----- Task inputs -----
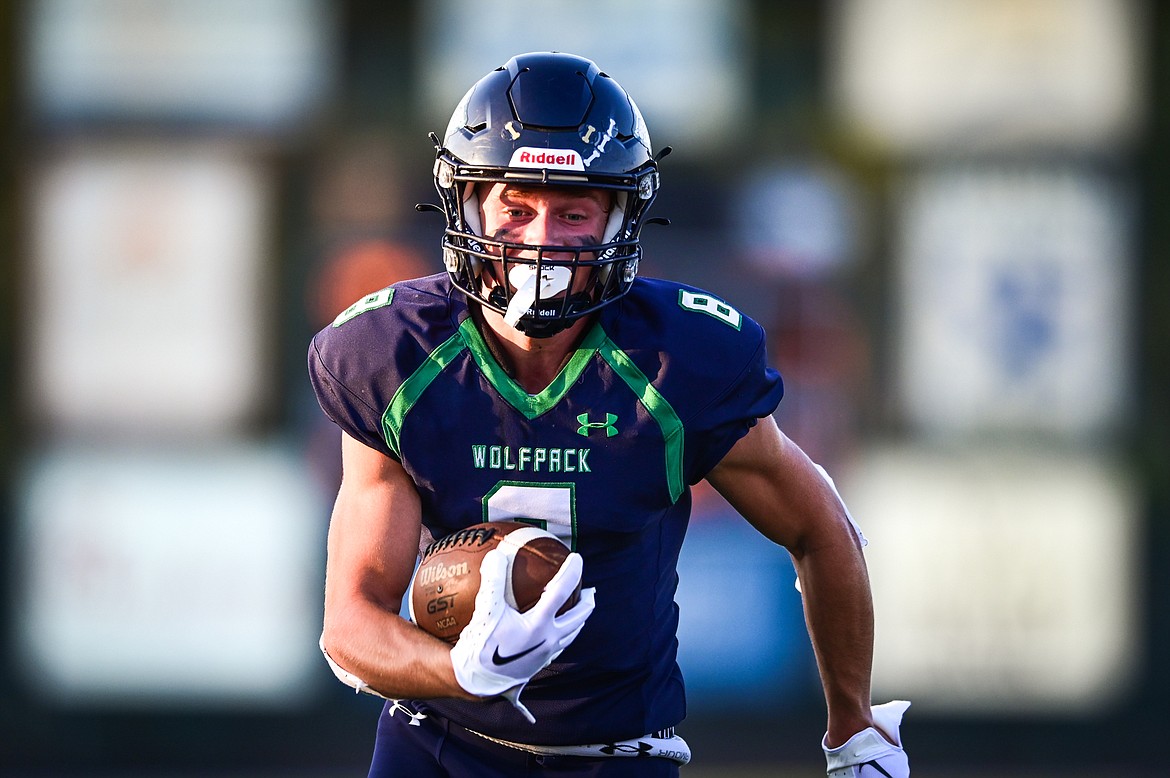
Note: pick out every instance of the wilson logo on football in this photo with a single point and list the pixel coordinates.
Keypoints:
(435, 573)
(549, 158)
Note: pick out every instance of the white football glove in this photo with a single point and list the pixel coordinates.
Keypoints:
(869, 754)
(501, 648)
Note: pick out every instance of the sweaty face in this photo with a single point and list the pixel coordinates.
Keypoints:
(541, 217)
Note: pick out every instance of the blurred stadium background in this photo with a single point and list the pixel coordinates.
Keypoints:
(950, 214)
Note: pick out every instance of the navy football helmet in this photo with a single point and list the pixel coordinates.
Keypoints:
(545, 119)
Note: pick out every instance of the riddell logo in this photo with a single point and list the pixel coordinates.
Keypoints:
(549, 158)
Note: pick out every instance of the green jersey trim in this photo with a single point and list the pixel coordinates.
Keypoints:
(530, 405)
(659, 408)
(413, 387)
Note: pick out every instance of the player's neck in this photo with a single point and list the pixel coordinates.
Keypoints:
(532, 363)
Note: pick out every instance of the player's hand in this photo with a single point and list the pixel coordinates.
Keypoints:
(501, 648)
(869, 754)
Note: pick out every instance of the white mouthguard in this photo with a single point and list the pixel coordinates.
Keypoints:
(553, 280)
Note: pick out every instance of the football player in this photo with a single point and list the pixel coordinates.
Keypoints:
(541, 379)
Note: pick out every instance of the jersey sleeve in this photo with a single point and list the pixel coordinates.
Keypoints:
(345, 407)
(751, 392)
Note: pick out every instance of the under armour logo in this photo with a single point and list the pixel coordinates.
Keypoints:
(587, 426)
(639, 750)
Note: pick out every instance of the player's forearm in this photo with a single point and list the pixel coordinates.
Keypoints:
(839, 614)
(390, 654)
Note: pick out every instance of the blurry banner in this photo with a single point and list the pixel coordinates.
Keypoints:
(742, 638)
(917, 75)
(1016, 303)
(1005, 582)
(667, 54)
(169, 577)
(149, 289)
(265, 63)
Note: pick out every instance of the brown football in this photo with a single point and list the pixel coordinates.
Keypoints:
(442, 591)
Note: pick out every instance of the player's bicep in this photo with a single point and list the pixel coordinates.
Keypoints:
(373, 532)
-----
----- Task inputs -----
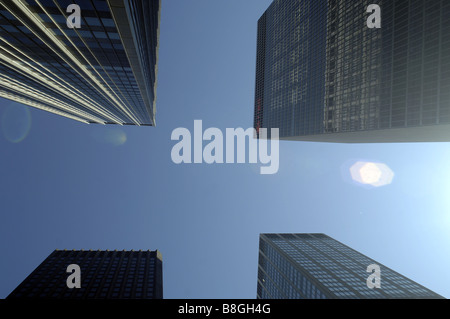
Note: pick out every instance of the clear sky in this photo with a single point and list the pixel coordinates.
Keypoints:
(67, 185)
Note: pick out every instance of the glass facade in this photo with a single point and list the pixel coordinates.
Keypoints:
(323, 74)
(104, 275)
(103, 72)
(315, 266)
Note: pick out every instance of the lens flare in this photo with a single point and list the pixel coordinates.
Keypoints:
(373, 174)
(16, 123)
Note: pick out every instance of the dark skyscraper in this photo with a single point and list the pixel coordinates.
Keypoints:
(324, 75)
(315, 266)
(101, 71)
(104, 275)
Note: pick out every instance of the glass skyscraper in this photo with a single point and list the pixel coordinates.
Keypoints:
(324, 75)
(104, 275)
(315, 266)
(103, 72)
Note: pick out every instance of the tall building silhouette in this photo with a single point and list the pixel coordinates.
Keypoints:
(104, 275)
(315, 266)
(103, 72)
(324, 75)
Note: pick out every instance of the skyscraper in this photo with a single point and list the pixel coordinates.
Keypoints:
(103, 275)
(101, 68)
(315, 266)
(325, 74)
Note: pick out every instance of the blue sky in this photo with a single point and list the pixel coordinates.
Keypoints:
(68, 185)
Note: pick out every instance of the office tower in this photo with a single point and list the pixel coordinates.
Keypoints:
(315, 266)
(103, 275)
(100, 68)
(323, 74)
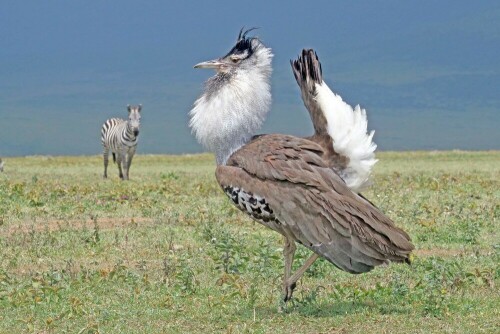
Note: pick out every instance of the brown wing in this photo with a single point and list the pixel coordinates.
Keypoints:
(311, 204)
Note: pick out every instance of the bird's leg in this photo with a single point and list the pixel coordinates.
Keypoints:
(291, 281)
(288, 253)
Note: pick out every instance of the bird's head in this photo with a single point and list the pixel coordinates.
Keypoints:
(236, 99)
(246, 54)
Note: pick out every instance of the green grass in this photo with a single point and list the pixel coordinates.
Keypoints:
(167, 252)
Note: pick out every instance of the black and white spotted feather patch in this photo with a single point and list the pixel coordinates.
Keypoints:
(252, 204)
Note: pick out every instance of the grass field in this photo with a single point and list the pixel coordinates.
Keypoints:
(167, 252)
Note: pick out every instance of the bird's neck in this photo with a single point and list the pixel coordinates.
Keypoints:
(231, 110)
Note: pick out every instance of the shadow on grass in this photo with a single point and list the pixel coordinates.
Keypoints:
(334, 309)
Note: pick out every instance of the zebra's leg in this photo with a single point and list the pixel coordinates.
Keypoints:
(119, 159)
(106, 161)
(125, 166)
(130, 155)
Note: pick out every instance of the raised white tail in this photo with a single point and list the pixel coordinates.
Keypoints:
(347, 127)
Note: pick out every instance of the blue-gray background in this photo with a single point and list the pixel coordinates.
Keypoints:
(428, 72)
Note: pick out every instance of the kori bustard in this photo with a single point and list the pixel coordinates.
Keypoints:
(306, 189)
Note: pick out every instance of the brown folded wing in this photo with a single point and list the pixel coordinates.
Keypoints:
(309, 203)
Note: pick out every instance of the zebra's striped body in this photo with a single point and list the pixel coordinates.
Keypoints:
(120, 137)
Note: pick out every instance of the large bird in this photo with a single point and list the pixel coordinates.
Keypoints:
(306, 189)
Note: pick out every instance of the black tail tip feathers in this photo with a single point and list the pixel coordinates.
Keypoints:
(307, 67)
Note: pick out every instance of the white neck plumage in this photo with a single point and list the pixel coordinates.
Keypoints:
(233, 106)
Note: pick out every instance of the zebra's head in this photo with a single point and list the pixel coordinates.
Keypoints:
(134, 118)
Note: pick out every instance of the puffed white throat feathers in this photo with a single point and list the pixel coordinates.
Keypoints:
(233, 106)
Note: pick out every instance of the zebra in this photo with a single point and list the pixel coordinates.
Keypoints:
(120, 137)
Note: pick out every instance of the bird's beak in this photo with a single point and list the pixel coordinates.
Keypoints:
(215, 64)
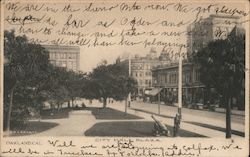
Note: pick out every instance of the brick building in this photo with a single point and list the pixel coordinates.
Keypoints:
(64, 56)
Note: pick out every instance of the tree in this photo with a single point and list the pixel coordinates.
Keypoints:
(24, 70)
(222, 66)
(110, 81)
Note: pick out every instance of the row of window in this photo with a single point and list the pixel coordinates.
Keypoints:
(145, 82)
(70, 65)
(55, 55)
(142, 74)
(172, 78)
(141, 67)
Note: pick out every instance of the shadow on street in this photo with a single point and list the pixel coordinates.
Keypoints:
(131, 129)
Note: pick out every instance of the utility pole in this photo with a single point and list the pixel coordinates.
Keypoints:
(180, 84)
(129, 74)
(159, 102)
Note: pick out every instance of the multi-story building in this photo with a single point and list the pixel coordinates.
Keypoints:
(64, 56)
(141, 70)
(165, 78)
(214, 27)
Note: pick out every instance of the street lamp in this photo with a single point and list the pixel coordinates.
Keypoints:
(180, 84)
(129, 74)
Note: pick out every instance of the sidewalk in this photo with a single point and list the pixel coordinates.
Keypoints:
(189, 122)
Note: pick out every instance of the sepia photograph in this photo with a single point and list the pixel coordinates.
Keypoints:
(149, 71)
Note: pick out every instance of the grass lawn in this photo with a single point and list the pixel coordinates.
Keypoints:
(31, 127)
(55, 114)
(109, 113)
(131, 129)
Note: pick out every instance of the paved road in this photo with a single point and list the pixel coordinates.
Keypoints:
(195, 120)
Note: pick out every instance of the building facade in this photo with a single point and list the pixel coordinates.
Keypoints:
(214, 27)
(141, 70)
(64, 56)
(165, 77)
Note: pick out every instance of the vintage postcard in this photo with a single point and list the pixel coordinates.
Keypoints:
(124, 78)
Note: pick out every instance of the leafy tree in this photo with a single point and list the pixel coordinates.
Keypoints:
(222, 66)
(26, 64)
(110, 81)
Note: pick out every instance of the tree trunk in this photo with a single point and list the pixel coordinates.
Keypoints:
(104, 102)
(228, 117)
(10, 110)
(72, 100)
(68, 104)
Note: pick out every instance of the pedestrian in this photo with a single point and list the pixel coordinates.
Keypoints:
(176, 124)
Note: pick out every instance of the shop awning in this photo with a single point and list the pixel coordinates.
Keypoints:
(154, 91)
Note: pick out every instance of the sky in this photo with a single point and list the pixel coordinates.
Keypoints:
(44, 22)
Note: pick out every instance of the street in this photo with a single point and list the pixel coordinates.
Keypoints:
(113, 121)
-----
----- Task inputs -----
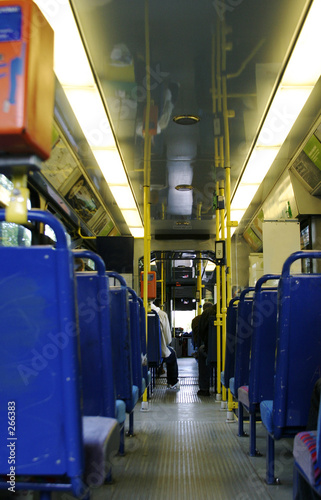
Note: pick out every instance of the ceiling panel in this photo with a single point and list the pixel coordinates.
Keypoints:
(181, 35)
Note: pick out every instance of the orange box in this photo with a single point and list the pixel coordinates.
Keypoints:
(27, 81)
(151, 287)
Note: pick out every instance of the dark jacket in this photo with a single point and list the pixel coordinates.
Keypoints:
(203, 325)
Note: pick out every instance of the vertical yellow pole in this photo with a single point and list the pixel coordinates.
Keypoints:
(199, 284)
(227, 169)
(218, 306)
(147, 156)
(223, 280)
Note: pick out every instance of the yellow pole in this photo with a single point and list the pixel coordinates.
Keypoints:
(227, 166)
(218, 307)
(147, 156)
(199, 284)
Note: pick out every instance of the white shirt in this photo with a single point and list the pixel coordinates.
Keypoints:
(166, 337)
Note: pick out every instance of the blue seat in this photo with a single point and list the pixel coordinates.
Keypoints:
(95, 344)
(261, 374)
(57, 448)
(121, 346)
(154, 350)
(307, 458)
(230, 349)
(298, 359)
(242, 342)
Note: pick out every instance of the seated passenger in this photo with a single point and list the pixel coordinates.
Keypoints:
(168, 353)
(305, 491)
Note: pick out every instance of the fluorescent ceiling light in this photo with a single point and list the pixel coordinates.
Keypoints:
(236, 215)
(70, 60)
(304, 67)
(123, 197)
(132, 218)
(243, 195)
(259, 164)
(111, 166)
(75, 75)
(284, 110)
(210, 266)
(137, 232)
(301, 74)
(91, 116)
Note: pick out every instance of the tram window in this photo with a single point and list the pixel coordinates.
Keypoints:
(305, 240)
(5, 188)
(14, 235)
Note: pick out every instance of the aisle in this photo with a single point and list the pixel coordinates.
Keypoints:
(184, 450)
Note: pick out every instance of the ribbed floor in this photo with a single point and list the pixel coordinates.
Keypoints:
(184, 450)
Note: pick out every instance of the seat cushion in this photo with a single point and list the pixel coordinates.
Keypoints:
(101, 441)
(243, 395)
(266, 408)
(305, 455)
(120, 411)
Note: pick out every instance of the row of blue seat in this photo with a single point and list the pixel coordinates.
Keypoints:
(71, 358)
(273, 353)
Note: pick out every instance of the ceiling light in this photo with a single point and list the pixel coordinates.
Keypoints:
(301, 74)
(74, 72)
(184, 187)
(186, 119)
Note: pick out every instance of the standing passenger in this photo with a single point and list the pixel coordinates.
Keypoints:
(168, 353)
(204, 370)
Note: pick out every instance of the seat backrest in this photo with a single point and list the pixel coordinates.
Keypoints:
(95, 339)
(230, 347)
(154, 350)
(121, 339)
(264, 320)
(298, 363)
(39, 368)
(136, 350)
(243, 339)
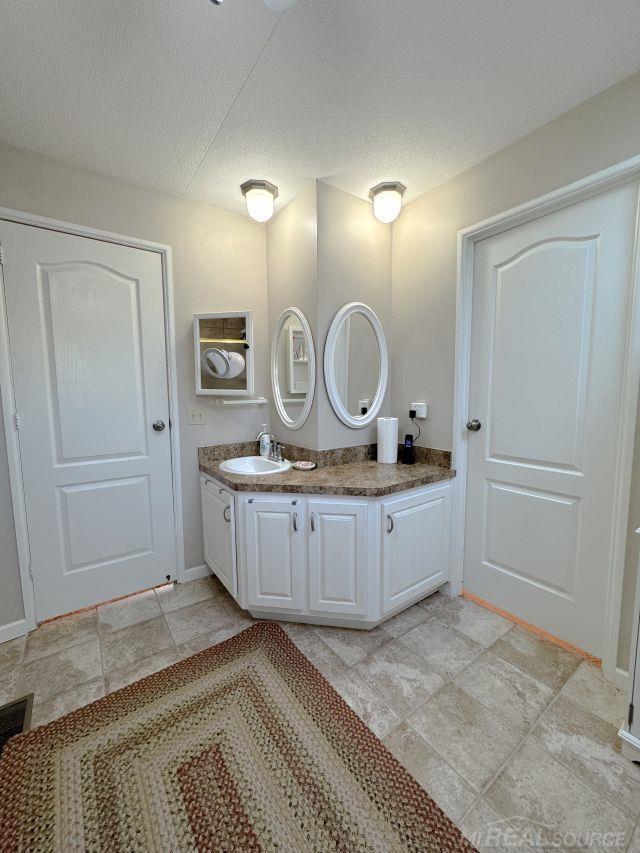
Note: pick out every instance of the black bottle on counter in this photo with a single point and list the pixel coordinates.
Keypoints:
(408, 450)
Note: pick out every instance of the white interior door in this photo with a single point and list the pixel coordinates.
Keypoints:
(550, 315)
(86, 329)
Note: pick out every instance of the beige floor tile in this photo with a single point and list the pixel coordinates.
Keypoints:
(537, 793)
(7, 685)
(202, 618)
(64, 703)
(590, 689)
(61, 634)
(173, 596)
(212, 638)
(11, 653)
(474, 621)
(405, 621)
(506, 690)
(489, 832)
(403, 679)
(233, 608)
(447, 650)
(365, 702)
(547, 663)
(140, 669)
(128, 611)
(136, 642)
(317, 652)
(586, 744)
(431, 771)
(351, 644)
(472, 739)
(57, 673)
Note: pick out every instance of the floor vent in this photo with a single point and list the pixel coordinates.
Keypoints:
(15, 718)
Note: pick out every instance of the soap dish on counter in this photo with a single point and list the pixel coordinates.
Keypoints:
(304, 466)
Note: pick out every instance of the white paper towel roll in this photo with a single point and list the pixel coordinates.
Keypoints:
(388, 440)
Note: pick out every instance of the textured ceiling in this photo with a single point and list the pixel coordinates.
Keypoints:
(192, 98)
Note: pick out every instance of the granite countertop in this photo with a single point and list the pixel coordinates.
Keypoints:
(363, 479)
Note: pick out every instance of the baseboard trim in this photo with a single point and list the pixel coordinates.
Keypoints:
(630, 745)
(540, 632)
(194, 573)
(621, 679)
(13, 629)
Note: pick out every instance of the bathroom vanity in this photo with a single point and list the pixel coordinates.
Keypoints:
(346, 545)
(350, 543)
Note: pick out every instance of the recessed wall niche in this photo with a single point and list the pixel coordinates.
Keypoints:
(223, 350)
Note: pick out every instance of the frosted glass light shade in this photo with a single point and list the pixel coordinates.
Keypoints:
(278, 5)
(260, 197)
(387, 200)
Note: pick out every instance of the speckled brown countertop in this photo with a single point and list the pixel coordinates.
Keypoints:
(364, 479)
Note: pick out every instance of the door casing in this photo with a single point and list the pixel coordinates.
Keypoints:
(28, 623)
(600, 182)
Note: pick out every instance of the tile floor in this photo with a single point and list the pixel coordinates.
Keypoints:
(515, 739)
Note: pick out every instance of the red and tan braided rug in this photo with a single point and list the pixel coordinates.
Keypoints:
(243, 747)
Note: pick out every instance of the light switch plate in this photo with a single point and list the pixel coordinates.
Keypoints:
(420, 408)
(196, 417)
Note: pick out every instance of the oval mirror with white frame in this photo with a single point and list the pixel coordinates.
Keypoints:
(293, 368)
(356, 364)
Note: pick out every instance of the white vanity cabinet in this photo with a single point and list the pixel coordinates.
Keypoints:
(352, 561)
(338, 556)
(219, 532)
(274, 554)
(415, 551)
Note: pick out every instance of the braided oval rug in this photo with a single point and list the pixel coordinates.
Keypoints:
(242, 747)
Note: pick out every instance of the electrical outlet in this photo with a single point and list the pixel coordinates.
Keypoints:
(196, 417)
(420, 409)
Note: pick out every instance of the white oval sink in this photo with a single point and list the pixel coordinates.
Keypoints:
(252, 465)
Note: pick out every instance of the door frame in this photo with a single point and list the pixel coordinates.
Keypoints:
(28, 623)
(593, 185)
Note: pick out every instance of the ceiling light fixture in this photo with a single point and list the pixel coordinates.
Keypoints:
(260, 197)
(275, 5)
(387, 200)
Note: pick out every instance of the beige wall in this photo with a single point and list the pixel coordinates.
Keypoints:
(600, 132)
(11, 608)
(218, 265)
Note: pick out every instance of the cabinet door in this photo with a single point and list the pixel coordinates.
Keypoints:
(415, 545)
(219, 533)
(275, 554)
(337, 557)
-----
What needs to be done:
Count the lines in the rows above that contain the word "grass", and reply with that number alone.

Answer for this exercise:
4